▶ **Task statement**
Extract the records in full, leaving every picture out.

▶ **Data extract**
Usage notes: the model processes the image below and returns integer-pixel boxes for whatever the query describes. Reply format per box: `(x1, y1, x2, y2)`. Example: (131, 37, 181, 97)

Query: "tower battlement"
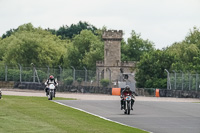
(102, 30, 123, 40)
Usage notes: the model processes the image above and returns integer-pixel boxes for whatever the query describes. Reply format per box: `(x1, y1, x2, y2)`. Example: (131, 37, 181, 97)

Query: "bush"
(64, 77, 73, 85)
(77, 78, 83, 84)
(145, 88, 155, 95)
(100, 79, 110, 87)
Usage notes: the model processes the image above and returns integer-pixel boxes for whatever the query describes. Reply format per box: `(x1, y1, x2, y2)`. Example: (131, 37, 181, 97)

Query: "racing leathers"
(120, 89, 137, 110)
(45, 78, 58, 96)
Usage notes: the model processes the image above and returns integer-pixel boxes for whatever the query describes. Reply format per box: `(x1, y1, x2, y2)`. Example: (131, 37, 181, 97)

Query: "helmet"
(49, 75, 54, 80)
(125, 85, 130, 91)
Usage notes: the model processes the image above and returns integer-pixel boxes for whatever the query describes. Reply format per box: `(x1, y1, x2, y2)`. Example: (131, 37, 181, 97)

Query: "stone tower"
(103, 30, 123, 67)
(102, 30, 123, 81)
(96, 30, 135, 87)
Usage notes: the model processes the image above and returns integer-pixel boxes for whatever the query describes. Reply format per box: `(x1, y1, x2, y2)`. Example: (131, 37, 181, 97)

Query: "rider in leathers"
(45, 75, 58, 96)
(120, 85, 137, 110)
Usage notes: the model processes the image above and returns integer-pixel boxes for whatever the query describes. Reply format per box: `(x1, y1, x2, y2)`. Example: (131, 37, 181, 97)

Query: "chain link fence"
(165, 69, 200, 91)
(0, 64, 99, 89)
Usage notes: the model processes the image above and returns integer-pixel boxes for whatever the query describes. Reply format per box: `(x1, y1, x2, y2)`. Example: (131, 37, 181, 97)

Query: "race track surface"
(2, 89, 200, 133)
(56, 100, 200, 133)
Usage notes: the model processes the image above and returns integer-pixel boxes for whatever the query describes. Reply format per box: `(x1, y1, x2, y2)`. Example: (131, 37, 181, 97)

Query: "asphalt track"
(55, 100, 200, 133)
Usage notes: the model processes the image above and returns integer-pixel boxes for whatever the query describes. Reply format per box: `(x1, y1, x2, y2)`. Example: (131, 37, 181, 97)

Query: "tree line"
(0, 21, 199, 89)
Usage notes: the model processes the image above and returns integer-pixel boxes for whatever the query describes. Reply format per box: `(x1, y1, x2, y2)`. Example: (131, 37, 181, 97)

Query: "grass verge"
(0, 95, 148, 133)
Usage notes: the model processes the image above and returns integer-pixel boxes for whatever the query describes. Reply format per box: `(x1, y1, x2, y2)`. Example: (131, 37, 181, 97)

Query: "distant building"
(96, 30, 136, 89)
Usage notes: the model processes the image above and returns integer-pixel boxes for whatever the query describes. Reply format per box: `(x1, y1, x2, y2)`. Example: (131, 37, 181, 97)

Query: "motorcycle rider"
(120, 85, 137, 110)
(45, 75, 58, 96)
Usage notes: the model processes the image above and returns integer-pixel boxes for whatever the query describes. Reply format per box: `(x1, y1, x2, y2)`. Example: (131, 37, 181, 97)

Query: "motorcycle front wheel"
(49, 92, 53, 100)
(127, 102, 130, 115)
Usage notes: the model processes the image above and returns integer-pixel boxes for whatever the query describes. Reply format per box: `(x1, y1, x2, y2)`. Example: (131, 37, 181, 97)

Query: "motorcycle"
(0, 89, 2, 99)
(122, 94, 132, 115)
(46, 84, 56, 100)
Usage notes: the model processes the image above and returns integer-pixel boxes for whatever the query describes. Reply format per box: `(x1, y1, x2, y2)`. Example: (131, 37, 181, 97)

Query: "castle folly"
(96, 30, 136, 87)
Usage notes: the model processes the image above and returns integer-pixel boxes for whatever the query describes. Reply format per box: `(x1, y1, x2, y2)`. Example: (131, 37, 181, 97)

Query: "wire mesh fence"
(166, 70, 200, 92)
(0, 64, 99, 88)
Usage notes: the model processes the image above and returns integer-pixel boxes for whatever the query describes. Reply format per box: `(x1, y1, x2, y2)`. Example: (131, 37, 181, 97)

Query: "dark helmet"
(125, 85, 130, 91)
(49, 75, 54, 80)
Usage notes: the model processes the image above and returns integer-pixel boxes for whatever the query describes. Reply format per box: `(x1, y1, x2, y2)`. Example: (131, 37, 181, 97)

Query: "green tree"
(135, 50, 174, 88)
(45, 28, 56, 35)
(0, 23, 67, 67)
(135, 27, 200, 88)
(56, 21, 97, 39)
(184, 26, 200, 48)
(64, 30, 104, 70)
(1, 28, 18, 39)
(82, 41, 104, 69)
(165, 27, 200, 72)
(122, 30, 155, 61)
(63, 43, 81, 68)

▶ **Solution to this exercise**
Usage notes: the model processes the image below and returns integer-pixel boxes for whatever the query describes. Reply format per box: `(x1, y1, x2, y2)`. Example: (131, 37, 181, 97)

Query: "tower battlement"
(102, 30, 123, 40)
Usage notes: the model processes the image above and returns integer-pixel boxes for whatever the query describes. Reply format per box: `(x1, y1, x2, y2)`. Example: (131, 37, 181, 97)

Query: "bush"
(64, 77, 73, 85)
(77, 78, 83, 84)
(145, 88, 155, 95)
(100, 79, 110, 87)
Usage notes: the model processes the image above and returns integer-pixel boxes for whatever the query describes. Reply format per box: `(x1, y1, x2, y2)`. Example: (131, 37, 181, 97)

Query: "racing leathers"
(120, 89, 137, 110)
(45, 78, 58, 96)
Usage notes: the model processes the image above and returns integer-pixel boxes for whatever the query describes. Reply format per box: `(x1, y1, x2, y2)`. Example: (131, 37, 181, 97)

Query: "helmet"
(49, 75, 54, 80)
(125, 85, 130, 91)
Usage notes: the model processes the image above and returns integer-pixel boxes for whatever the query describes. Reply format per box: `(x1, y1, x2, y2)`. Example: (131, 37, 181, 97)

Query: "stone tower"
(103, 30, 123, 67)
(102, 30, 123, 81)
(96, 30, 135, 87)
Usage notes: the model processes the image above and returns integer-pixel boxes for whatever the query describes. Reply format per box: `(x1, y1, x2, y2)`. Example: (131, 37, 181, 97)

Query: "rider in leathers"
(45, 75, 58, 96)
(120, 85, 137, 110)
Usage notes: the model processes the image above and returns integer-pixel boxes for whatever the query describes. Reply format per box: `(x1, y1, x2, y2)`. Example: (131, 37, 181, 97)

Query: "chain link fence"
(165, 69, 200, 91)
(0, 64, 99, 89)
Usage notes: the model processes the image above and returns integer-pixel boxes for whatever the query describes. Reply format per box: `(x1, y1, x2, y2)`. Example: (131, 37, 181, 97)

Query: "race track surface"
(2, 89, 200, 133)
(56, 100, 200, 133)
Usage notes: the model processes the image above and returns integer-pixel boxes for whatever the query describes. Reply format per box: `(x1, y1, x2, y2)`. Example: (131, 37, 181, 97)

Query: "asphalt track"
(55, 100, 200, 133)
Usage notes: the model processes the image above and returns integer-pixel boxes for whatever the query describes. Reply format per box: `(x1, y1, x2, y2)`. Example: (131, 37, 181, 97)

Query: "tree line"
(0, 21, 199, 89)
Usage notes: the model processes the image above and returns integer-pixel boxes for whatever the query describes. Reply format per box: `(x1, y1, x2, y2)`. Example: (131, 37, 181, 97)

Query: "grass verge"
(0, 95, 148, 133)
Usage notes: the model processes the image above and returns integer-pixel boxes for whatever the query describes. Reply format per box: `(x1, y1, x2, y2)`. Example: (131, 37, 181, 97)

Query: "distant building"
(96, 30, 136, 89)
Usage notes: the model processes the image above and returns integer-pixel boxes for whatever the query describes. Reply format per box: `(x1, y1, x2, y2)`. Example: (131, 37, 181, 97)

Query: "motorcycle rider"
(120, 85, 137, 110)
(45, 75, 58, 96)
Usage notes: the model processes the image above and returns integer-pixel boxes for whatever the query describes. Reply format per box: `(x1, y1, x2, y2)`. Example: (131, 37, 181, 97)

Query: "motorcycle front wheel"
(49, 92, 53, 100)
(127, 102, 130, 115)
Usage notes: the model processes the image above and returns integer-pixel boxes for whatever the query describes. Reply format per box: `(x1, y1, x2, y2)`. Example: (131, 37, 181, 97)

Query: "motorcycle"
(0, 89, 2, 99)
(122, 94, 132, 115)
(46, 84, 56, 100)
Usage notes: the model processes the image above and returns integer-pixel boxes for whatever the query describes. Reply format per box: `(x1, y1, x2, y2)`. Example: (131, 37, 181, 97)

Query: "castle folly"
(96, 30, 136, 87)
Usage notes: the model processes the image above and returns integer-pixel boxes for whatever the query describes. Reply format per box: `(x1, y1, x2, y2)`. Example: (131, 37, 181, 97)

Query: "wire mesh fence"
(166, 70, 200, 92)
(0, 64, 99, 88)
Usage notes: the model processes the image above and returns integer-pixel boxes for whatever the query describes. Reply format per box: `(x1, y1, x2, y2)`. Example: (131, 37, 181, 97)

Query: "dark helmet"
(125, 85, 130, 91)
(49, 75, 54, 80)
Usage notes: the model processes the image above and returns integer-pixel boxes for whatever the query describes. Reply format per box: `(x1, y1, x2, y2)`. Example: (131, 37, 181, 97)

Query: "green tree"
(135, 50, 174, 88)
(45, 28, 56, 35)
(0, 23, 67, 67)
(135, 27, 200, 88)
(56, 21, 97, 39)
(184, 26, 200, 48)
(64, 30, 104, 70)
(1, 28, 18, 39)
(82, 41, 104, 69)
(165, 27, 200, 72)
(122, 30, 155, 61)
(63, 43, 81, 68)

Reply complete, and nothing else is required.